(Box annotations for photos)
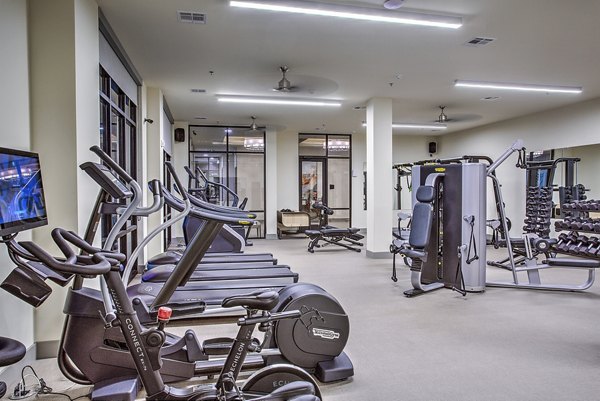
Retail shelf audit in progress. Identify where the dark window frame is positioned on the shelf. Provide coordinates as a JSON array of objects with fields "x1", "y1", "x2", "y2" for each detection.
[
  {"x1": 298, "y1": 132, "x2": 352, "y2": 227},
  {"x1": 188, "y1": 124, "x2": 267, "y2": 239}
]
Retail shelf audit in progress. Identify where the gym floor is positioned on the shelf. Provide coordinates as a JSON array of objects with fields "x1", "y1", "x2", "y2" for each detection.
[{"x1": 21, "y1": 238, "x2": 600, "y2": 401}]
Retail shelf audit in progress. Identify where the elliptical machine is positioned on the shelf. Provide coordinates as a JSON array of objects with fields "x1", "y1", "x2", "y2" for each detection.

> [REQUIRED TASK]: Rewrite all the rows above as a Markdown table with the columns Line and Content, giving each line its number. Leave out blank lines and the pictures.

> [PROBLEM SOLUTION]:
| Line | Content |
|---|---|
| 1 | Retail shelf audit in progress. Identify where the dark window frame is positioned on the shelf. Provide coordinates as a JSON array of objects with fields "x1", "y1", "x2", "y2" for each detection. |
| 2 | [ |
| 3 |   {"x1": 298, "y1": 132, "x2": 352, "y2": 227}, |
| 4 |   {"x1": 188, "y1": 124, "x2": 267, "y2": 239} |
| 5 | ] |
| 6 | Retail shelf audit in progress. Identify where the gym floor is positioned on the shelf. Provide coordinates as a JSON array of objects with fields "x1", "y1", "x2", "y2" for each detection. |
| 7 | [{"x1": 21, "y1": 238, "x2": 600, "y2": 401}] |
| 8 | Retail shelf audit in progress. Identify where the elliptical machine is positioned on the shelf. Provide coordinates as a JSON array of objects with fields "x1", "y1", "x2", "y2" for each detection. |